- Quoted text:
►
I\'ve seen many posts on how to do many-to-many relationships with MongoDB, but none of them mention scale. For example these posts:
MongoDB Many-to-Many Association
This is a good question which illustrates the problems with overemebedding and how to deal with it.
Let's stick with the example of users liking posts, which is a simple example. The other relations would have to be handled accordingly.
You are absolutely right that with storing the likes inside the post would sooner or later lead to the problem that very popular posts would reach the size limit.
So you correctly fell back to create a post_likes
collection. Why do I call this correct? Since it fits your use cases and functional and non-functional requirements!
post_id
and liked_user_id
) and use (both the user and the post are known, so adding a like is a simple insert or more likely an upsert)However I would expand the collection a bit to prevent unneeded queries for certain use cases which are frequent.
◄
- What to produce:
In the MongoDB thread, what would storing the likes inside the post eventually cause for very popular posts? Answer from the MongoDB thread alone.

- Recorded data:
►
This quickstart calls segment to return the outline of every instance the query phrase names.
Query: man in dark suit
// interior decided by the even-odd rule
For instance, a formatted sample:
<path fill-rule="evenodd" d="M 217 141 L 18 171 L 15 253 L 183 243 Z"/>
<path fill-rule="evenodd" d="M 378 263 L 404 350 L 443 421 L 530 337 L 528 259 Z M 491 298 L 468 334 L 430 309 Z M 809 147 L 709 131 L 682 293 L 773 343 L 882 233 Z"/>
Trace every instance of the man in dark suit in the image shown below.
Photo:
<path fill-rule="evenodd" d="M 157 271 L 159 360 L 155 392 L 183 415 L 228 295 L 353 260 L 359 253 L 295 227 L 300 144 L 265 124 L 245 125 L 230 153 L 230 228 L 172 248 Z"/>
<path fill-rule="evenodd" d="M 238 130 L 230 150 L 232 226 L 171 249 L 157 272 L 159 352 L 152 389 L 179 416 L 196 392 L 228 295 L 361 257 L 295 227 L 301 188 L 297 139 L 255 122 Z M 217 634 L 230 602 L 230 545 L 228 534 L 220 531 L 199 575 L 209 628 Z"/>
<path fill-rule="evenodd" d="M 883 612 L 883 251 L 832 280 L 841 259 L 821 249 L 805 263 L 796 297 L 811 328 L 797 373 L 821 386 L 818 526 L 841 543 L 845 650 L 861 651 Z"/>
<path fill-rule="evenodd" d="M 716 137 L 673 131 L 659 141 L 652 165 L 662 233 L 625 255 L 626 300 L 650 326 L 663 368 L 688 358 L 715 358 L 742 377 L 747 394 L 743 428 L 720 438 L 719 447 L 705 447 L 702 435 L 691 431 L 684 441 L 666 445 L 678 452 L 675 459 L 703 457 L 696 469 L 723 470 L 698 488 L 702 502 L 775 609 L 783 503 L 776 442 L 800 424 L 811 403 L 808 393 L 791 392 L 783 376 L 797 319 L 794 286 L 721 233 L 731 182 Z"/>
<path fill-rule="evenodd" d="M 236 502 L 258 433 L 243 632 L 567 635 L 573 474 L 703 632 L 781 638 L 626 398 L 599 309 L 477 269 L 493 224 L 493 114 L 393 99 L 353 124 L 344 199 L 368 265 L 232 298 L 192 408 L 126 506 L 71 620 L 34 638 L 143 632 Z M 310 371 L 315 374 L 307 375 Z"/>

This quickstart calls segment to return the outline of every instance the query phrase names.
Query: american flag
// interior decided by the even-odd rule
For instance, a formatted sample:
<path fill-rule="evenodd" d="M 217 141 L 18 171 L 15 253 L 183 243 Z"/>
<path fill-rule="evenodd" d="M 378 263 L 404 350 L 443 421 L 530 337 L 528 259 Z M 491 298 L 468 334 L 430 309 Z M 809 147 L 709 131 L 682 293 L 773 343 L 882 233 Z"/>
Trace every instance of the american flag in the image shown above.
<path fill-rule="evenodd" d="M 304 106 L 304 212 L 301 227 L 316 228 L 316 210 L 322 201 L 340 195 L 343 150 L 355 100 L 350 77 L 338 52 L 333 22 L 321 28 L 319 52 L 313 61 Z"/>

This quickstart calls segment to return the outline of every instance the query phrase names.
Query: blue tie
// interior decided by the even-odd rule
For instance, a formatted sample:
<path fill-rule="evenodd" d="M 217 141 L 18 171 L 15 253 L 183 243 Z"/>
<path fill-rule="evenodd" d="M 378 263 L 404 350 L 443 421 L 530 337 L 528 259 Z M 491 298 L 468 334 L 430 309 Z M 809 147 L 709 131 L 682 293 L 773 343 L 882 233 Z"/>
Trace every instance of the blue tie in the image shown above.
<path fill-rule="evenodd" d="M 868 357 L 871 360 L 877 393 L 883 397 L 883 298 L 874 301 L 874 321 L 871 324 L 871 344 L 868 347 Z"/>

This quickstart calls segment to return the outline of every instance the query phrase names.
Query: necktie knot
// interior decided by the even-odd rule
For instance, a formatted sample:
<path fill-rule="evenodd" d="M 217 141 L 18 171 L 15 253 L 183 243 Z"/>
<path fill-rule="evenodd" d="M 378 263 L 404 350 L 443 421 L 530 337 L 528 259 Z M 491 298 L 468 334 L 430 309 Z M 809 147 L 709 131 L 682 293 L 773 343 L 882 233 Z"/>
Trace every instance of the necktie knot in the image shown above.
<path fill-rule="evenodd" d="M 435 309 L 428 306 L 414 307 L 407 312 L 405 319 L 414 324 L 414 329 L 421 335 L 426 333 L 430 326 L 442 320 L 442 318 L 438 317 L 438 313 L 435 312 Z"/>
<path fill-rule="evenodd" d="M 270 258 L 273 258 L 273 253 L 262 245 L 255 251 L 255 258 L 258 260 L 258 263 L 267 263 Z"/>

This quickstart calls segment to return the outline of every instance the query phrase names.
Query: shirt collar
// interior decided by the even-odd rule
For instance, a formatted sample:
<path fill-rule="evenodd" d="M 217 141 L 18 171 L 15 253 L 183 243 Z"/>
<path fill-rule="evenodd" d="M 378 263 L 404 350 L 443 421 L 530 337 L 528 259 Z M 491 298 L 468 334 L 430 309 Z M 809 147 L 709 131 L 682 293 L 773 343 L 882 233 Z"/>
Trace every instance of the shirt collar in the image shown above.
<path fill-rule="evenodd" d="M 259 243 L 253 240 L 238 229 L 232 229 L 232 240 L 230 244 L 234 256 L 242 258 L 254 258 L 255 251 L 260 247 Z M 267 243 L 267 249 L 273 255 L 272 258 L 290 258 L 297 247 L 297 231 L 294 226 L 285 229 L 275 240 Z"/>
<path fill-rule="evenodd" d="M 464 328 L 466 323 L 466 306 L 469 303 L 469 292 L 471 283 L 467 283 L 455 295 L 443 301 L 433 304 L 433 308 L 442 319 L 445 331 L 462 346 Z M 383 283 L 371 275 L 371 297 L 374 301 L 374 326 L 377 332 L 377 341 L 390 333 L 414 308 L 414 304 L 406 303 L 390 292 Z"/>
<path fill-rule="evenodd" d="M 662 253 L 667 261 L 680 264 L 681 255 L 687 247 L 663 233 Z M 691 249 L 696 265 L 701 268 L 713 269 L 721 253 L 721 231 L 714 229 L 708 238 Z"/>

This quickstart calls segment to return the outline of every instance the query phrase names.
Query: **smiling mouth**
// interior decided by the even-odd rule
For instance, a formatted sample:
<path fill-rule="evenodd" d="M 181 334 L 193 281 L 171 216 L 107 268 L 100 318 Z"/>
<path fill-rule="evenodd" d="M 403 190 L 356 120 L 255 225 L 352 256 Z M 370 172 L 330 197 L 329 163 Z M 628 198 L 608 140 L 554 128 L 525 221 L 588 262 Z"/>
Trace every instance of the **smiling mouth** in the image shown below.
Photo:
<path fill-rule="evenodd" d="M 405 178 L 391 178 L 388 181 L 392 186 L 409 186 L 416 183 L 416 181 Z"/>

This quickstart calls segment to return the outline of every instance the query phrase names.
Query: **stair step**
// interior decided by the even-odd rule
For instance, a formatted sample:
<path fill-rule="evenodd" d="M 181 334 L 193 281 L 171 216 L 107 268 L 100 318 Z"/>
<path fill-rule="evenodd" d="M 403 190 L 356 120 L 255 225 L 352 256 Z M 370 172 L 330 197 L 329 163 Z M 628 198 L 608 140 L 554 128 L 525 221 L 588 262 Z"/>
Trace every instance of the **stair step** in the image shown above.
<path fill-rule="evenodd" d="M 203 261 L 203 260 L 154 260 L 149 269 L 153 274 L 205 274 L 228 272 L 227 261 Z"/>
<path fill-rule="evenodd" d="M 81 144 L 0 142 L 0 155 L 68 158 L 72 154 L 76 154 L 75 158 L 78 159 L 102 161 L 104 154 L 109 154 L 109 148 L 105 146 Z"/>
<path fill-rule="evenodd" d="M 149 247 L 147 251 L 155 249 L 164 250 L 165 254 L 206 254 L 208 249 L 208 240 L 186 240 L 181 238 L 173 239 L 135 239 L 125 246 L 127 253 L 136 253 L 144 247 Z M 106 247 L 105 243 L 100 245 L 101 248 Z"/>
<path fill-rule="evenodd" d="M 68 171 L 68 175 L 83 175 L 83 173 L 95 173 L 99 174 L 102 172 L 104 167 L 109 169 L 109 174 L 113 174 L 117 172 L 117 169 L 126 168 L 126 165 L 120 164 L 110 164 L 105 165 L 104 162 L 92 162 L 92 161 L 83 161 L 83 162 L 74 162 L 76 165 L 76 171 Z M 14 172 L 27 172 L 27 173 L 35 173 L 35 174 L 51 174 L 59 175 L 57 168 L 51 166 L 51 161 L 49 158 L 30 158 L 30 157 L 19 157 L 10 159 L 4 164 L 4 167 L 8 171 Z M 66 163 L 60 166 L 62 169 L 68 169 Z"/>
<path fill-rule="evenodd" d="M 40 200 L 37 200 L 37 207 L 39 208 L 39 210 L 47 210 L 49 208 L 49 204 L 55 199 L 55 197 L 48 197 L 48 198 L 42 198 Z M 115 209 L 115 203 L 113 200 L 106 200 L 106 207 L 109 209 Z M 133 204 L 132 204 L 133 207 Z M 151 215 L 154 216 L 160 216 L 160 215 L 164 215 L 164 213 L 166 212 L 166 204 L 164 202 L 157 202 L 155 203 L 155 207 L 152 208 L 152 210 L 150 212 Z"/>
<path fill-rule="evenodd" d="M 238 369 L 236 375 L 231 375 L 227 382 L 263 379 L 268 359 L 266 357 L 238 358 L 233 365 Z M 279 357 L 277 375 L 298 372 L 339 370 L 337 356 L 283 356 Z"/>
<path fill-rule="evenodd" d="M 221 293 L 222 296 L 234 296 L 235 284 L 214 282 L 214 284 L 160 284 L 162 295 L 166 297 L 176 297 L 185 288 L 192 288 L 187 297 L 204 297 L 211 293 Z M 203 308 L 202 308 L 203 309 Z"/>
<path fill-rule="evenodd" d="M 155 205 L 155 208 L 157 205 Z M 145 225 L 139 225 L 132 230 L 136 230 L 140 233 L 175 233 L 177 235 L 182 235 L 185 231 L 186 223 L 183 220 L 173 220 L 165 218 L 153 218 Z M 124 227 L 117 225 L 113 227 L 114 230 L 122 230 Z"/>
◄
- The solution:
Very popular posts would sooner or later reach the size limit.